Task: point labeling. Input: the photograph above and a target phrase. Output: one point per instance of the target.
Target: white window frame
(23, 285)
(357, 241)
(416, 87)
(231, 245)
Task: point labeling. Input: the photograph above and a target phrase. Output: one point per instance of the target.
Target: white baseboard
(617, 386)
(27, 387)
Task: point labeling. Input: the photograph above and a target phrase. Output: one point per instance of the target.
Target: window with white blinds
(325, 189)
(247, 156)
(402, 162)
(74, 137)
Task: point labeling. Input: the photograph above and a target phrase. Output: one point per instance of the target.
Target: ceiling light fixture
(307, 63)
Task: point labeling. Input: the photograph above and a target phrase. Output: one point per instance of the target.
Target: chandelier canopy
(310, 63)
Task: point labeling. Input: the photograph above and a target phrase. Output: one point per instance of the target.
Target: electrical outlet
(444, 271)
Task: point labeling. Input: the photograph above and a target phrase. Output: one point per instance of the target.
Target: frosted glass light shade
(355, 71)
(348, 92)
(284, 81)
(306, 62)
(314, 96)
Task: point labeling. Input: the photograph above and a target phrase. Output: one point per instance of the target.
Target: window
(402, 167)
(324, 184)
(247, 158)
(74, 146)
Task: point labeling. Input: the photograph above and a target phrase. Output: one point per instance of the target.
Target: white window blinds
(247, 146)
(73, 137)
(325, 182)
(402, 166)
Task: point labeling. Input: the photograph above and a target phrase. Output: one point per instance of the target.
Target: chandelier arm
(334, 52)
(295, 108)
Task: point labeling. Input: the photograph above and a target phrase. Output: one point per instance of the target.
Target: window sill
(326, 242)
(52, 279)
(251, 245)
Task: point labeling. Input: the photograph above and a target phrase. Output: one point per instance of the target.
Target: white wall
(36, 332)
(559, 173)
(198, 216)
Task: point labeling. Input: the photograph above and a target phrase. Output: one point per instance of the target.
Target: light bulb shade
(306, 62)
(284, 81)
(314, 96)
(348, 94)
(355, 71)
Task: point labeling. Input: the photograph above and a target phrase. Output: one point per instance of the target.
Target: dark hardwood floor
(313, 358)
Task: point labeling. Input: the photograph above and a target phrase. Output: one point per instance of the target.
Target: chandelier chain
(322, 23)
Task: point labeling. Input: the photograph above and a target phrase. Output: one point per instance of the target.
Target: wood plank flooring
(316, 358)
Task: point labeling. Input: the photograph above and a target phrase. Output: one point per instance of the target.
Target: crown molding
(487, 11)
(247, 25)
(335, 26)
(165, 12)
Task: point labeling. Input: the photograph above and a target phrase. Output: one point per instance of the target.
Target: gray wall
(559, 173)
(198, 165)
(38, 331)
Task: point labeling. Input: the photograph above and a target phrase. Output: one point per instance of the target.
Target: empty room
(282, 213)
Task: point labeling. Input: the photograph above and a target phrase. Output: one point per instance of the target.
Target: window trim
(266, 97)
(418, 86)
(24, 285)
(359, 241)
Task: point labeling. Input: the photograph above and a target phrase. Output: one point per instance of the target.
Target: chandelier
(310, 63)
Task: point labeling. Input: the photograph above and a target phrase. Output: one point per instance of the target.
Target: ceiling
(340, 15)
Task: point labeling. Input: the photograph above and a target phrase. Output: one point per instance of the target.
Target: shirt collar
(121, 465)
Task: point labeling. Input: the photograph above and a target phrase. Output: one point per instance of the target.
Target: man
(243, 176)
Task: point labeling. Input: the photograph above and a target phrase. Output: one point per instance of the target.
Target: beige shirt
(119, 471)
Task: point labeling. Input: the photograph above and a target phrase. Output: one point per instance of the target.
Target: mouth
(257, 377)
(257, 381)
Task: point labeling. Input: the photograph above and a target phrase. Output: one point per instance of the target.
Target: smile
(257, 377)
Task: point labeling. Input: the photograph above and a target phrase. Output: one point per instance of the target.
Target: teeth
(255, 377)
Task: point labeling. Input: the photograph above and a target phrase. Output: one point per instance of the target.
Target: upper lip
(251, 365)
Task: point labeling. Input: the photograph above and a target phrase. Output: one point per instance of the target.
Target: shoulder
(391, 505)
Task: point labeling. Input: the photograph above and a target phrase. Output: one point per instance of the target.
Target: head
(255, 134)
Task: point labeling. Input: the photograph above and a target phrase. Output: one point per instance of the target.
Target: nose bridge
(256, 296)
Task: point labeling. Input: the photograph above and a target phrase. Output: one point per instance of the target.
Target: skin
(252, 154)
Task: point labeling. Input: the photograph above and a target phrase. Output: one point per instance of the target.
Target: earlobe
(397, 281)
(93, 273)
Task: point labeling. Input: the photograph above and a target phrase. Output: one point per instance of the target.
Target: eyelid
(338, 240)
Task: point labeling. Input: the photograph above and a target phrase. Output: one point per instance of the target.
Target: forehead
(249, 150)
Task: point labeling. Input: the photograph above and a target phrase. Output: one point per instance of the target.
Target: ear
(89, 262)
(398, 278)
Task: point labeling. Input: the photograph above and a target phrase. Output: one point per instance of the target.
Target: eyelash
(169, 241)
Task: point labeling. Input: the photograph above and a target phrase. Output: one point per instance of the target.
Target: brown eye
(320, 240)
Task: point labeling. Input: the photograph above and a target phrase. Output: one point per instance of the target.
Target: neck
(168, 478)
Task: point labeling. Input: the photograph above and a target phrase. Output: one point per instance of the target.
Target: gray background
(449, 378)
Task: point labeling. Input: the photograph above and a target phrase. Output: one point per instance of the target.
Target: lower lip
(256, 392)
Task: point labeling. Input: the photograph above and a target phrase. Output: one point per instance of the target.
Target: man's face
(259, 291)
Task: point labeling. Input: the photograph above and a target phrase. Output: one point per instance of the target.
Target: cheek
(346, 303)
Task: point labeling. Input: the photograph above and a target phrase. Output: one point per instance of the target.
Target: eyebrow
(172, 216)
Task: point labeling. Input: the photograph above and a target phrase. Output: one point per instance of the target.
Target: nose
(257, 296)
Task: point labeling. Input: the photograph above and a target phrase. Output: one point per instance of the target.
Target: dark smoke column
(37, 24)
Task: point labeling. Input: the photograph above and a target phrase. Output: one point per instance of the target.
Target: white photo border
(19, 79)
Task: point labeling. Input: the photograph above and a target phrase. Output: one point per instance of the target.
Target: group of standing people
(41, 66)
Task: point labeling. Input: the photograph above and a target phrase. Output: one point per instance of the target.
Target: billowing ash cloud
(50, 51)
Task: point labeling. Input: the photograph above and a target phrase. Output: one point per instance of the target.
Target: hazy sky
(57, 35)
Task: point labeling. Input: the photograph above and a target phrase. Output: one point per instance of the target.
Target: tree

══════

*EXERCISE*
Write the material out once more, exactly.

*EXERCISE OUTPUT*
Task: point labeling. Input: the photograph above and a target phrase. Output: one point per instance of the target.
Target: white window frame
(23, 285)
(357, 241)
(416, 87)
(231, 245)
Task: point labeling. Input: the photograph above and a target phrase. Output: one point per instance of the target.
Target: white baseboard
(617, 386)
(27, 387)
Task: point labeling. Input: the photograph above and a target phrase. Output: one point per instance of the target.
Target: window with white blinds
(325, 189)
(247, 156)
(402, 162)
(74, 137)
Task: point labeling. Input: the photograph above and a target phrase. Output: one point per instance of the target.
Target: ceiling light fixture
(307, 63)
Task: point labeling. Input: the photograph above and a target phrase. Output: one point per instance of the target.
Target: chandelier canopy
(310, 63)
Task: point labeling. Input: the photograph above and a target phrase. Output: one point per instance of the target.
Target: electrical outlet
(444, 271)
Task: point labeling. Input: the photograph above and a target phrase. Output: one point per instance of the target.
Target: frosted glass light shade
(355, 71)
(348, 92)
(284, 81)
(306, 62)
(314, 96)
Task: point labeling. Input: the photograph above and a target phrase. Output: one point per instance of the target.
Target: window
(402, 167)
(324, 184)
(247, 158)
(74, 146)
Task: point labeling. Input: the photograph above and a target phrase. Output: one point per instance of the target.
Target: white window blinds
(247, 146)
(73, 137)
(325, 182)
(402, 166)
Task: point labeling. Input: the photograph above and a target phrase. Output: one point per instance of the target.
Target: chandelier arm
(334, 52)
(295, 108)
Task: point labeling. Input: the photograph above and a target phrase. Output: one point per instance of the target.
Target: window sill
(326, 242)
(52, 279)
(251, 245)
Task: point labeling. Input: the photograph above and a target phrase. Output: one point per instance of the target.
Target: white wall
(36, 332)
(559, 173)
(198, 216)
Task: point labeling. Input: the photograph above and a target phrase. Output: one point per instance of the target.
Target: light bulb shade
(306, 62)
(284, 81)
(314, 96)
(348, 94)
(355, 71)
Task: point labeling. Input: the photograph above and a target phrase. Output: one point per instance of the target.
Target: dark hardwood floor
(313, 358)
Task: point labeling. Input: the photograph above and a target phrase. Output: one point per instance of the target.
Target: chandelier chain
(322, 23)
Task: point labeling. Input: the photograph above and a target phrase. Output: one point per instance of the target.
Target: wood plank flooring
(316, 358)
Task: point labeling. Input: the photograph above and a target phrase. Output: one point per instance of the target.
Target: crown molding
(487, 11)
(247, 25)
(335, 26)
(165, 12)
Task: point labeling. Input: the photograph above and a target phrase. Output: one point per instance of the target.
Target: gray wall
(559, 173)
(198, 165)
(38, 331)
Task: point labeling. Input: the photograph above and a target phrase. Output: one point per instance of the target.
Target: empty room
(282, 213)
Task: point labeling. Input: the photograph above and a target phrase. Output: one point per instance of the target.
Target: window trim
(266, 97)
(418, 86)
(24, 285)
(359, 241)
Task: point labeling. Input: the photograph above and a target phrase. Output: one point per instance of the target.
Target: chandelier
(310, 63)
Task: point labeling. Input: the photograph above and a target phrase. Output: one point per instance of the target.
Target: ceiling
(340, 15)
Task: point labeling. Input: the photograph above and a target phrase. Output: one point per instance of the target.
Target: shirt collar
(121, 465)
Task: point labeling. Input: the photograph above and a target phrase. Output: one point per instance of the target.
Target: man
(243, 176)
Task: point labeling. Input: the photograph above and a target phrase. Output: one point per instance of the target.
Target: beige shirt
(119, 471)
Task: point labeling. Input: the photograph above and a target phrase. Output: one point per instance of the target.
Target: mouth
(257, 377)
(257, 381)
Task: point labeling. Input: the photograph above and a target phrase. Output: one point per instance of the target.
Target: smile
(257, 377)
Task: point labeling. Input: the photograph above and a target phrase. Output: one point per instance of the target.
Target: teeth
(255, 377)
Task: point labeling. Input: the photograph above and a target phrase. Output: one point per instance of the target.
Target: upper lip
(251, 365)
Task: point labeling. Input: the photograph above and a target phrase. Output: one point per instance of the target.
Target: shoulder
(391, 505)
Task: point labeling. Input: the photograph above and a target phrase. Output: one point per instance of the target.
Target: head
(255, 134)
Task: point labeling. Input: the photograph above and a target phrase. Output: one point per instance of the target.
Target: nose bridge
(256, 296)
Task: point labeling. Input: the photograph above and a target phrase. Output: one point per instance of the target.
Target: skin
(252, 154)
Task: point labeling. Input: the photograph above and a target phrase. Output: one point per instance of the target.
Target: earlobe
(397, 281)
(93, 273)
Task: point labeling. Input: the photograph above and a target phrase. Output: one point per instance of the target.
Target: eyelid
(338, 240)
Task: point labeling. Input: the photograph above and a target phrase. Output: one point per instance of the target.
Target: forehead
(249, 150)
Task: point labeling. Input: the photograph above and a target phrase. Output: one point per instance of the target.
Target: ear
(89, 262)
(398, 278)
Task: point labeling. Input: the photograph above and a target phrase. Output: one point per instance of the target.
Target: eyelash
(169, 241)
Task: point labeling. Input: the photograph above and a target phrase. Output: one point per instance of the target.
Target: brown eye
(320, 240)
Task: point labeling. Input: the photograph above and a target phrase. Output: one point per instance of the target.
Target: neck
(168, 478)
Task: point labeling. Input: the photograph above and a target phrase. Output: one point per instance of the target.
Target: gray background
(449, 378)
Task: point labeling. Input: the photograph above and a target phrase. Output: one point per instance of the target.
Target: lower lip
(256, 392)
Task: point labeling. Input: the photograph above and a target phrase. Output: one point per instance of the target.
Target: man's face
(259, 291)
Task: point labeling. Input: the photograph above and a target phrase. Output: one point per instance of the target.
Target: cheek
(346, 303)
Task: point labeling. Input: the photograph above and a target phrase. Output: one point per instance of the target.
Target: eyebrow
(172, 216)
Task: point labeling. Input: the photograph above and a target phrase. Output: one point per instance of the target.
Target: nose
(257, 296)
Task: point labeling. Input: the photograph above and a target phrase. Output: one point per instance of the target.
Target: dark smoke column
(37, 24)
Task: point labeling. Input: the photograph above and a target phrase. Output: one point per instance of the target.
Target: white photo border
(19, 79)
Task: point labeling. Input: the photograph above and a target phrase. Output: one point per instance of the target.
Target: group of standing people
(41, 66)
Task: point labeling. Input: the photograph above and a target phrase. Output: one point per instance of the target.
Target: billowing ash cloud
(50, 51)
Task: point labeling. Input: the photograph above and a target phrase. Output: one point per instance of the target.
Target: hazy sky
(57, 35)
Task: point labeling. Input: the photograph above and a target phrase. Output: one point per instance of the target.
Target: tree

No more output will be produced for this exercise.